- STATED EXERCISE
Arrange the lines of the data below as a numbered list, from the line containing "of the cypress" through the final line, inclusive, skipping any blank lines.

# Start of GIVEN DATA

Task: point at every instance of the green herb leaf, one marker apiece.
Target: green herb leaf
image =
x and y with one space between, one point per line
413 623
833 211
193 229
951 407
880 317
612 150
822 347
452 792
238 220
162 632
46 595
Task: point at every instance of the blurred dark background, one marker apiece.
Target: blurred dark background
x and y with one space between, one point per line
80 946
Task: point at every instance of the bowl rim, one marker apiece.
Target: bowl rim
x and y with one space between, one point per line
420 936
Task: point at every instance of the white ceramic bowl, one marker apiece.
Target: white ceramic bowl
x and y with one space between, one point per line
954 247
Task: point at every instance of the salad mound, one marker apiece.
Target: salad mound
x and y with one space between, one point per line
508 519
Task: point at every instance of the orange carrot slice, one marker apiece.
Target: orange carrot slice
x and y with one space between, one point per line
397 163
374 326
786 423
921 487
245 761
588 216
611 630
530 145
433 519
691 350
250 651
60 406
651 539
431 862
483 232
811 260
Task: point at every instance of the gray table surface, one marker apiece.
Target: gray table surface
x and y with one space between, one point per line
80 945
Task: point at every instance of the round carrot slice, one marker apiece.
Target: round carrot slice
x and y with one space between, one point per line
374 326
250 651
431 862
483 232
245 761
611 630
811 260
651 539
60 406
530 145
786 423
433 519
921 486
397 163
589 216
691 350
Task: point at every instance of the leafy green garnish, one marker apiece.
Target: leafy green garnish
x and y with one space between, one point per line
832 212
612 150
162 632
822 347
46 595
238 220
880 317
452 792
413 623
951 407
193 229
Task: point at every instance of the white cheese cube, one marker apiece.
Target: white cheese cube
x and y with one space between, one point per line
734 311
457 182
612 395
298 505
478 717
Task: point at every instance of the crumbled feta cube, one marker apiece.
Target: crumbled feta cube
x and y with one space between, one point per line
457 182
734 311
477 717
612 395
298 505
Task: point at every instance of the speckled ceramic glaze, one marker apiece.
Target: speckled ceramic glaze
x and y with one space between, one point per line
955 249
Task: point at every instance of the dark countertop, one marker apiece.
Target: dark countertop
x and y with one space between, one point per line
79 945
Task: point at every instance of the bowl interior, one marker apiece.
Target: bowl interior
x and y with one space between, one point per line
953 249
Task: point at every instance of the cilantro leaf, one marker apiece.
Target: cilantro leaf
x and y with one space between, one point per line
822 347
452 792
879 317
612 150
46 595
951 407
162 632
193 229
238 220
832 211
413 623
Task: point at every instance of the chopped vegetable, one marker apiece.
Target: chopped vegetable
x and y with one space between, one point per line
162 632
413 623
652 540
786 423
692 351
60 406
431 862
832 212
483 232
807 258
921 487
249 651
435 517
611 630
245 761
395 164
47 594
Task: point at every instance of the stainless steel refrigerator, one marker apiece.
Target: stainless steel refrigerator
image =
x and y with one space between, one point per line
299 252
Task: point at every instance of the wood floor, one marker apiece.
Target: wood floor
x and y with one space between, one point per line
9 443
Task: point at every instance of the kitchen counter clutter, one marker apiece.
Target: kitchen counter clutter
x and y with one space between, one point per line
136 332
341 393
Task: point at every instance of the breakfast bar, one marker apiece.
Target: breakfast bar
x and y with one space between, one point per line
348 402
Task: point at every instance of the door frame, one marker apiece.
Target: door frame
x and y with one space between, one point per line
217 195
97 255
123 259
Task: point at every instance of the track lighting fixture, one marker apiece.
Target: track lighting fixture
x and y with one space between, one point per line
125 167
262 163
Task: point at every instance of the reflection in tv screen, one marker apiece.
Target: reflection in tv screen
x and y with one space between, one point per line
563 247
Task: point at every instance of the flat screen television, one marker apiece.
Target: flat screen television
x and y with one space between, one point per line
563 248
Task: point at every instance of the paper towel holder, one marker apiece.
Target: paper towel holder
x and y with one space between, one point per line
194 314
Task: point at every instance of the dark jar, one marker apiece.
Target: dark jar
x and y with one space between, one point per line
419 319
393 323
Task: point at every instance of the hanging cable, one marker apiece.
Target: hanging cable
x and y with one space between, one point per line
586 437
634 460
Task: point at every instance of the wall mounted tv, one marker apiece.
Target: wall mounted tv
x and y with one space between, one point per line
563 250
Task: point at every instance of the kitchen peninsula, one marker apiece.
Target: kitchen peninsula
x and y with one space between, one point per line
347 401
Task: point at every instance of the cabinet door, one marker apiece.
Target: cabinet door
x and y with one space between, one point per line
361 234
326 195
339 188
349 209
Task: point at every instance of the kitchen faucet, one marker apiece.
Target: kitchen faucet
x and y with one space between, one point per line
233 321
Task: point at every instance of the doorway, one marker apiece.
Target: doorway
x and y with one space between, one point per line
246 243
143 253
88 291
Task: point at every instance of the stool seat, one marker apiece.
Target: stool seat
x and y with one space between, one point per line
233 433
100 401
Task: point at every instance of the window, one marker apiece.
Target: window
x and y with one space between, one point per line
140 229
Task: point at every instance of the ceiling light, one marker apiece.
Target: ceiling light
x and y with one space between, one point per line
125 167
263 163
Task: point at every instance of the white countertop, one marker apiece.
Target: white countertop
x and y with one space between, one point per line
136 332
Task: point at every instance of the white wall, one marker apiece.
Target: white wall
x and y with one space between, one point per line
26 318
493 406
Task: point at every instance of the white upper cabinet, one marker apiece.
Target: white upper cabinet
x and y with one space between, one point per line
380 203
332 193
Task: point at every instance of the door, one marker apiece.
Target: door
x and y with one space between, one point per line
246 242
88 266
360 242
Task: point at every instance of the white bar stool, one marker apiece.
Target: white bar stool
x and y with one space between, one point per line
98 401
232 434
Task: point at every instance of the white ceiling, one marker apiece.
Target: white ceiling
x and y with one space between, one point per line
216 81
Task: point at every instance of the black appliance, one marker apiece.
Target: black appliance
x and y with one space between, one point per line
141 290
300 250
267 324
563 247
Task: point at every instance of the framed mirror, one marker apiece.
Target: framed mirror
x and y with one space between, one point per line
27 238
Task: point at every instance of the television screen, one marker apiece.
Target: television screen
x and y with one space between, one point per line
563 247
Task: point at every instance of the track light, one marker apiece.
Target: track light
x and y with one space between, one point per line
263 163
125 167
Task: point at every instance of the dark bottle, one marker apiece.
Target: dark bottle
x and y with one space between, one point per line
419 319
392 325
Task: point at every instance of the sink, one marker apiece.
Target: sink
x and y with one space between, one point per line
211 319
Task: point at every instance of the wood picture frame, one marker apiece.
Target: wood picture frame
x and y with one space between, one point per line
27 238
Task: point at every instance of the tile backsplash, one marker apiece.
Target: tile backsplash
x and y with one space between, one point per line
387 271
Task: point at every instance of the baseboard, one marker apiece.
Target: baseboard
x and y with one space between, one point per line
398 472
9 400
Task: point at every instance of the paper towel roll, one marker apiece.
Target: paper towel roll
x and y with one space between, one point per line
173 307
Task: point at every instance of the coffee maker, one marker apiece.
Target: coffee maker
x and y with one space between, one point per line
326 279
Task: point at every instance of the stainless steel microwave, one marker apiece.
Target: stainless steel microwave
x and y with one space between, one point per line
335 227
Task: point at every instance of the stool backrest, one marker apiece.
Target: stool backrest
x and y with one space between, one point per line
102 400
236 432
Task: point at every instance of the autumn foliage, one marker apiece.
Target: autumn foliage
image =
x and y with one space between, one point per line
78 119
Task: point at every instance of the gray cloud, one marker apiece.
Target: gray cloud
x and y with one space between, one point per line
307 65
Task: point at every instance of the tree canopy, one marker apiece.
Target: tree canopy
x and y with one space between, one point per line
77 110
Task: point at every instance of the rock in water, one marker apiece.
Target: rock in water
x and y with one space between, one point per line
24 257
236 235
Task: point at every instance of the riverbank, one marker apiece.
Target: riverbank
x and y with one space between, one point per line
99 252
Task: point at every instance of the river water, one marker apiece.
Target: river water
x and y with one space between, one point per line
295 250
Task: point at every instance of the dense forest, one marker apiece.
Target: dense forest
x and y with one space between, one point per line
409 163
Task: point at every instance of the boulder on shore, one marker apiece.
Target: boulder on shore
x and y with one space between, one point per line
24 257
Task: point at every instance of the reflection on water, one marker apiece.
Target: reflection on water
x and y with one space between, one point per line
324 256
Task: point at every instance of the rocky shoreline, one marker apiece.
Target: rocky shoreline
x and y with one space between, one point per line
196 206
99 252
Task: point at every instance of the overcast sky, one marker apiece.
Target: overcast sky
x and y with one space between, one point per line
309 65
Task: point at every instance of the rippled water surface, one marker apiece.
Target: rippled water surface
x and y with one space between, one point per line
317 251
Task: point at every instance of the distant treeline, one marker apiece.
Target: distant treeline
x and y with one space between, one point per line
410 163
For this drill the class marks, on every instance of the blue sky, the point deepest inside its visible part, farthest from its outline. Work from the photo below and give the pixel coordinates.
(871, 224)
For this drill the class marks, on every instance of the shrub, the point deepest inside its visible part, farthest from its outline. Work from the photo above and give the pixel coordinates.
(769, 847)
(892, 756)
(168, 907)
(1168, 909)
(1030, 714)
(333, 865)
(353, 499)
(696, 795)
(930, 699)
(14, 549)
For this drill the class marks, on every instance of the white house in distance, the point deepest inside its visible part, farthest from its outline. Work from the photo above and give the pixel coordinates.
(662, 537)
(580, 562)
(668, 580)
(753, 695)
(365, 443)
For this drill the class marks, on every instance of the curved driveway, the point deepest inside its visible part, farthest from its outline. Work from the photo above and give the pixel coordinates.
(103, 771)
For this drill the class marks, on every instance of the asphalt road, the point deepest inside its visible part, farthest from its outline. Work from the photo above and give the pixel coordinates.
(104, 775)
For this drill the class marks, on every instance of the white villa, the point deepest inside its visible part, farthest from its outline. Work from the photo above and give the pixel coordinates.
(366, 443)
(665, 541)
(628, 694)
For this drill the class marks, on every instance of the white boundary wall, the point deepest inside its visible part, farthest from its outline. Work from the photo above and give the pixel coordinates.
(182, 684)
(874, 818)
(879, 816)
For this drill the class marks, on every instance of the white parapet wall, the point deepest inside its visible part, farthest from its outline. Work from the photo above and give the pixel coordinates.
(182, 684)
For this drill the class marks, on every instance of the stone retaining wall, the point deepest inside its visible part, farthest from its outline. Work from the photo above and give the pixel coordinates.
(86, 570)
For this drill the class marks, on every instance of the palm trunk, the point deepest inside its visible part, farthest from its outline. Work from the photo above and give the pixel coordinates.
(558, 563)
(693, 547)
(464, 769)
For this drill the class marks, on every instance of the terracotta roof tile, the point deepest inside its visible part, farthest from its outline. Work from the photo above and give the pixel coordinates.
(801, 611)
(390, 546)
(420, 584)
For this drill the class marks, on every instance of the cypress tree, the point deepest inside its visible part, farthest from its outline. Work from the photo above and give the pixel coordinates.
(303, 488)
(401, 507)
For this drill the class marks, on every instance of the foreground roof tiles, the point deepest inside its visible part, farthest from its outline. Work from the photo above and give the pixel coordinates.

# End of GIVEN DATA

- CORRECT OUTPUT
1. For this drill the class marks, on every instance of the cypress tree, the point deepest inside its visible part, farthest from its outline. Work from the photo above and give the pixel coordinates.
2. (303, 488)
3. (401, 507)
4. For this drill the class marks, on every instance of the foreground roof tiles, the point deepest inside its visible part, farthest from its outline. Work from the photo above and give the pixel coordinates.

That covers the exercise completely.